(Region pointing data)
+--
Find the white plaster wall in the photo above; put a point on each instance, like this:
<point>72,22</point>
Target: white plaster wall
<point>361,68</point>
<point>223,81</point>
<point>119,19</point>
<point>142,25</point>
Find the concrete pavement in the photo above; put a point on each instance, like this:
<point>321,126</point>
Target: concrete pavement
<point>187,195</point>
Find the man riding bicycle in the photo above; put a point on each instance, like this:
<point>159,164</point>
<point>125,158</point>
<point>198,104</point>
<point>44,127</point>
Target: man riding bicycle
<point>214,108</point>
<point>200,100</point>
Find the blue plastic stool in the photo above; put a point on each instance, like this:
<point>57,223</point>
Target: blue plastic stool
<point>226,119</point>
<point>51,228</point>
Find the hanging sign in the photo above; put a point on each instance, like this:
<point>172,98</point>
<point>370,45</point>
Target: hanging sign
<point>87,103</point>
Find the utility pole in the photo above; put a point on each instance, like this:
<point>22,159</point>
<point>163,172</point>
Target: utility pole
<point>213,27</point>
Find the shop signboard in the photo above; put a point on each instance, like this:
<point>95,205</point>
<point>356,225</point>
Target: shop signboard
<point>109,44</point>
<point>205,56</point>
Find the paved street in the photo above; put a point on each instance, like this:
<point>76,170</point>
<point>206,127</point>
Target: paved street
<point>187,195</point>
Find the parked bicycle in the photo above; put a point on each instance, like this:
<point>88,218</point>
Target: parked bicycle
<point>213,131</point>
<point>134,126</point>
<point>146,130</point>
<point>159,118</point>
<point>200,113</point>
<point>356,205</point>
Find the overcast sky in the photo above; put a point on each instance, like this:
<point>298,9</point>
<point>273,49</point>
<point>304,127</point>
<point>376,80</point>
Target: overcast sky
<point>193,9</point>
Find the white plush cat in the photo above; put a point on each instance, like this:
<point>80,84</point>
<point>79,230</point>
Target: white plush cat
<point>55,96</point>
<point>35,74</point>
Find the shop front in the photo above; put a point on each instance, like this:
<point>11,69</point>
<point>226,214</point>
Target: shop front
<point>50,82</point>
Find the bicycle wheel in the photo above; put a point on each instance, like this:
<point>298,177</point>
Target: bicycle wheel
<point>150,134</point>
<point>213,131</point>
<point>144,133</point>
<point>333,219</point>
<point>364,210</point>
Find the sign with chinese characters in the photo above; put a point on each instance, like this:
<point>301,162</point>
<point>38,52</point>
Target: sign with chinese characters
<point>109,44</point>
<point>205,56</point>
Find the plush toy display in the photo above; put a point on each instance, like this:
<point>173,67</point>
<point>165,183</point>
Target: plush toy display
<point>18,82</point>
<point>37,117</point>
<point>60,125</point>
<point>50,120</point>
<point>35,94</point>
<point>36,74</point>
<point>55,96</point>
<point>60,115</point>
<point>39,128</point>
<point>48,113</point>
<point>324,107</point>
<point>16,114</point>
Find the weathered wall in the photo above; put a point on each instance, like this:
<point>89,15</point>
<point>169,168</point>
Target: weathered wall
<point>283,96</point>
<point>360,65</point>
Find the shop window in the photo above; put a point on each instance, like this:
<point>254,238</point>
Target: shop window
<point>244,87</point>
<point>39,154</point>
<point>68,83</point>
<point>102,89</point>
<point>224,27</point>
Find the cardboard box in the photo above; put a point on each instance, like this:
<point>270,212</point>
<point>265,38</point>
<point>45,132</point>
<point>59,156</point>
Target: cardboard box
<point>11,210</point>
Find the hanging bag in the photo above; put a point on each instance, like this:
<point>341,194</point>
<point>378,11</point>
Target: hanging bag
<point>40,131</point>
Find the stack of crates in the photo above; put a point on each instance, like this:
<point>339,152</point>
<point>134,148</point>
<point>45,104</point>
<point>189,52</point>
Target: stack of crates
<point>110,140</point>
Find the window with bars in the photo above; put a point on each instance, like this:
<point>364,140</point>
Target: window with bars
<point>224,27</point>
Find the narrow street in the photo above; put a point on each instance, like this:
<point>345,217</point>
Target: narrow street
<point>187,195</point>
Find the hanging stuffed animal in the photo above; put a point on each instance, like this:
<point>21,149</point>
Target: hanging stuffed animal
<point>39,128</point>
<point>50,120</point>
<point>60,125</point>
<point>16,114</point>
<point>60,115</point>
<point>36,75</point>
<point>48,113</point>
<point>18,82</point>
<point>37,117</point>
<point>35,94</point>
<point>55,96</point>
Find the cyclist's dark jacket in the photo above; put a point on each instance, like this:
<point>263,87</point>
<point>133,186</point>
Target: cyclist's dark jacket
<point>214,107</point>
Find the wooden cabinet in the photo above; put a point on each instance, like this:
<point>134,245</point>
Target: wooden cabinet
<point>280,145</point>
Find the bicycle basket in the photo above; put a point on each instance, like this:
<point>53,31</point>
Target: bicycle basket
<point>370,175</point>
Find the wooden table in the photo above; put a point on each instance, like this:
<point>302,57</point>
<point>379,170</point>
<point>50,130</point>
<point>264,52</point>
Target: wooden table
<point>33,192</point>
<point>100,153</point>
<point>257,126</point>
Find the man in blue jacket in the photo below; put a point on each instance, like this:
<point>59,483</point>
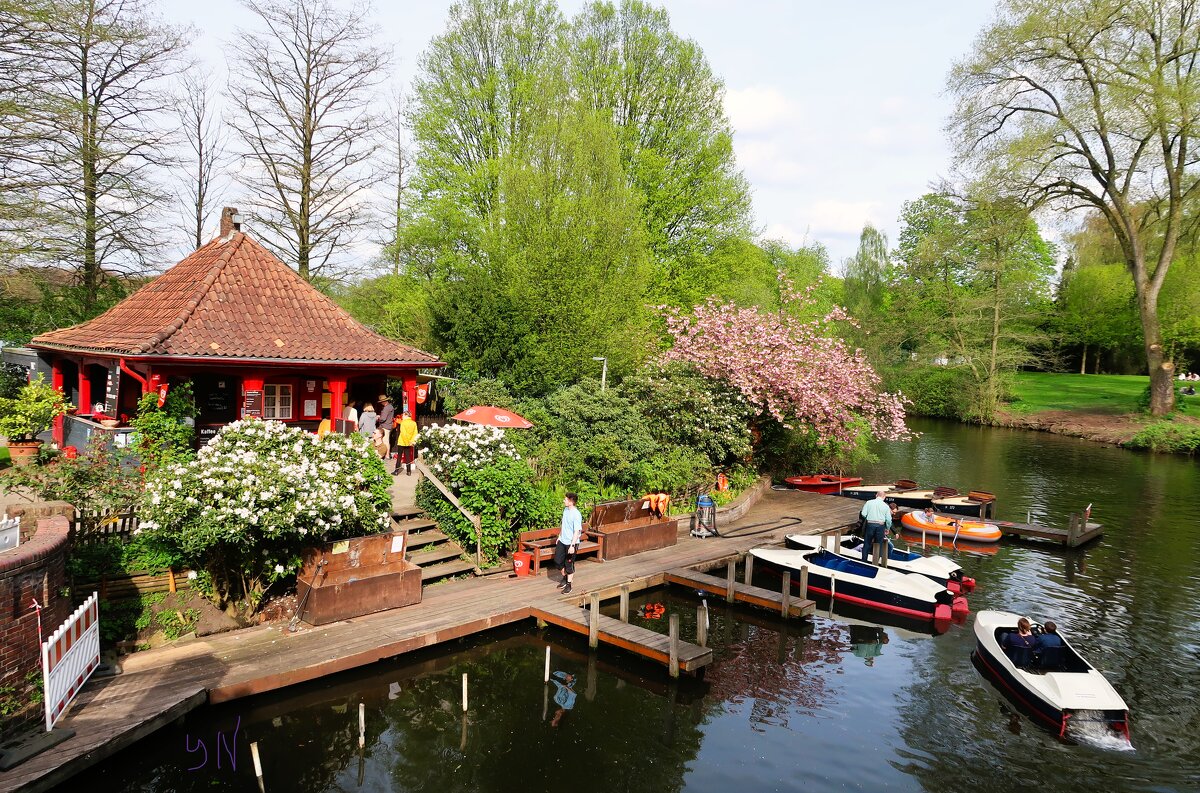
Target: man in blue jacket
<point>877,516</point>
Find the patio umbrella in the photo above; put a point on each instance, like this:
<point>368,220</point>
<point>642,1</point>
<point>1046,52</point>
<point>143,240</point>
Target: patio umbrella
<point>490,416</point>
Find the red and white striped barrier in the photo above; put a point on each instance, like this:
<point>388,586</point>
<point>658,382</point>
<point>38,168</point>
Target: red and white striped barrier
<point>69,658</point>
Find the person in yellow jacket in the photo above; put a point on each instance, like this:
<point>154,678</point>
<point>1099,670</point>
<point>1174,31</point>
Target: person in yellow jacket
<point>406,443</point>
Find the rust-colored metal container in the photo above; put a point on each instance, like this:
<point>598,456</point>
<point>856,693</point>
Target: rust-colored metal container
<point>354,577</point>
<point>631,527</point>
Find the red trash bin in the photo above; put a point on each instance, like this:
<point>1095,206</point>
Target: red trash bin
<point>522,562</point>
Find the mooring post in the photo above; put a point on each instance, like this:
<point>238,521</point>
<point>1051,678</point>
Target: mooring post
<point>675,644</point>
<point>787,594</point>
<point>258,766</point>
<point>594,620</point>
+--
Give back each entry exactly as it appears. Leave pictures out.

Solution to the problem —
Find the white plaster wall in the photo above; put a point on each instance, like this:
<point>72,22</point>
Target: white plaster wall
<point>361,68</point>
<point>223,81</point>
<point>119,19</point>
<point>142,25</point>
Find the concrete pavement in the photo above; put a point on each instance, like this:
<point>321,126</point>
Target: concrete pavement
<point>187,195</point>
Find the man riding bicycle in the photo above; put a point on each instance, like this:
<point>159,164</point>
<point>125,158</point>
<point>198,104</point>
<point>44,127</point>
Target: man riding bicycle
<point>214,108</point>
<point>200,100</point>
Find the blue plastic stool in the photo above; put a point on each instance, like this:
<point>57,223</point>
Target: blue plastic stool
<point>226,119</point>
<point>51,228</point>
Find the hanging sign in the photo above; put a point on each instance, like this:
<point>172,98</point>
<point>370,45</point>
Target: hanging sign
<point>87,103</point>
Find the utility pole in the photo above; put a point on each instance, like this:
<point>22,159</point>
<point>163,172</point>
Target: utility pole
<point>213,27</point>
Find the shop signboard in the photo above; put a point on each instance, like this:
<point>95,205</point>
<point>356,225</point>
Target: shop signboard
<point>109,44</point>
<point>205,56</point>
Find the paved street in the photo above; put a point on each instance, like this:
<point>76,170</point>
<point>206,127</point>
Target: paved street
<point>187,195</point>
Find the parked bicycle in the photo above; put a point on each instance, like this:
<point>88,218</point>
Target: parked bicycle
<point>213,131</point>
<point>134,126</point>
<point>146,130</point>
<point>159,118</point>
<point>200,113</point>
<point>356,205</point>
Find the overcast sky in the photo above; put a point on each instance, like this:
<point>298,9</point>
<point>273,49</point>
<point>304,127</point>
<point>376,80</point>
Target: overcast sky
<point>193,9</point>
Find the white plush cat in the photo above; put a point on each instance, like this:
<point>80,84</point>
<point>79,230</point>
Target: white plush cat
<point>55,96</point>
<point>35,74</point>
Find the shop front in the photo above; put a point on each instance, like this:
<point>11,69</point>
<point>226,214</point>
Target: shop front
<point>50,82</point>
Find the bicycle wheel in the photo above; put a point on each instance, like this:
<point>298,177</point>
Target: bicycle wheel
<point>150,134</point>
<point>213,131</point>
<point>144,133</point>
<point>333,219</point>
<point>364,210</point>
Find the sign with chinese characters in the photo above; put a point on each instance, like this:
<point>301,162</point>
<point>38,52</point>
Target: sign with chinese characters
<point>109,44</point>
<point>205,56</point>
Find the plush toy display in the photo above; put a point on each instance, like this:
<point>173,67</point>
<point>165,183</point>
Target: plush toy display
<point>18,82</point>
<point>37,117</point>
<point>60,125</point>
<point>50,120</point>
<point>35,94</point>
<point>36,74</point>
<point>55,96</point>
<point>60,115</point>
<point>39,128</point>
<point>48,113</point>
<point>324,107</point>
<point>16,114</point>
Find the weathered wall in the photo above; put a point on each instance, like this:
<point>89,15</point>
<point>169,168</point>
Target: weathered wall
<point>283,96</point>
<point>360,65</point>
Find the shop window in the photo above; put a point on each instance, like this:
<point>254,238</point>
Target: shop window
<point>244,87</point>
<point>39,154</point>
<point>68,83</point>
<point>102,89</point>
<point>224,27</point>
Find the cardboard box in the photo above; put a point on each instance, like this:
<point>270,212</point>
<point>265,38</point>
<point>45,132</point>
<point>59,156</point>
Target: cardboard box
<point>11,210</point>
Find the hanging bag in the photo above; put a point on each instance, like this:
<point>341,194</point>
<point>378,11</point>
Target: hanging bag
<point>40,131</point>
Find the stack of crates in the photo above; put a point on each instance, like this:
<point>339,152</point>
<point>134,148</point>
<point>45,104</point>
<point>189,52</point>
Target: stack of crates
<point>110,140</point>
Find the window with bars in the photo above; put a point on each instance, like this:
<point>364,140</point>
Target: window with bars
<point>224,27</point>
Find the narrow street in the photo above; put a point on each instance, like this:
<point>345,217</point>
Target: narrow street
<point>187,195</point>
Find the hanging stuffed animal in the photo above; put a point on each instance, like this:
<point>21,149</point>
Target: hanging stuffed animal
<point>39,128</point>
<point>50,120</point>
<point>60,125</point>
<point>16,114</point>
<point>60,115</point>
<point>36,75</point>
<point>48,113</point>
<point>18,82</point>
<point>37,117</point>
<point>35,94</point>
<point>55,96</point>
Find the cyclist's dark jacket in the photo above; put a point on each instance, like this:
<point>263,87</point>
<point>133,186</point>
Target: cyclist's dark jacket
<point>214,107</point>
Find the wooden cabinet in the photo above; put a point on each instance, like this:
<point>134,245</point>
Target: wooden cabinet
<point>280,145</point>
Find the bicycle basket in the photo above; put a point on each instance, like this:
<point>53,31</point>
Target: bicycle basket
<point>370,175</point>
Find the wooden table in the photo above; put a point on each instance, like this:
<point>302,57</point>
<point>379,170</point>
<point>50,130</point>
<point>264,52</point>
Target: wooden table
<point>33,192</point>
<point>100,153</point>
<point>257,126</point>
Find the man in blue jacket in the photo below; put a point on each instance, like this:
<point>59,483</point>
Target: man in blue jacket
<point>877,516</point>
Find the patio umbrella in the photo above; put a point on each instance, like this:
<point>368,220</point>
<point>642,1</point>
<point>1046,52</point>
<point>143,240</point>
Target: patio umbrella
<point>490,416</point>
Find the red and white striped barrier in the photo above; put a point on each instance, like this:
<point>388,586</point>
<point>658,382</point>
<point>38,168</point>
Target: red and white striped barrier
<point>69,658</point>
Find the person in yellow jacket in the photo above; put a point on each instance, like this:
<point>154,678</point>
<point>1099,670</point>
<point>1174,31</point>
Target: person in yellow jacket
<point>406,443</point>
Find the rust-colored metal container in the photo above; put a point on each instance, like this:
<point>598,456</point>
<point>856,693</point>
Target: rust-colored metal container
<point>354,577</point>
<point>631,527</point>
Find the red trash bin in the photo above; put a point on each instance, like this:
<point>1095,206</point>
Target: red trash bin
<point>522,562</point>
Find the mooring post in the photo above; put a point on each instance, like this:
<point>238,521</point>
<point>1051,678</point>
Target: mooring post
<point>675,644</point>
<point>787,594</point>
<point>258,766</point>
<point>594,620</point>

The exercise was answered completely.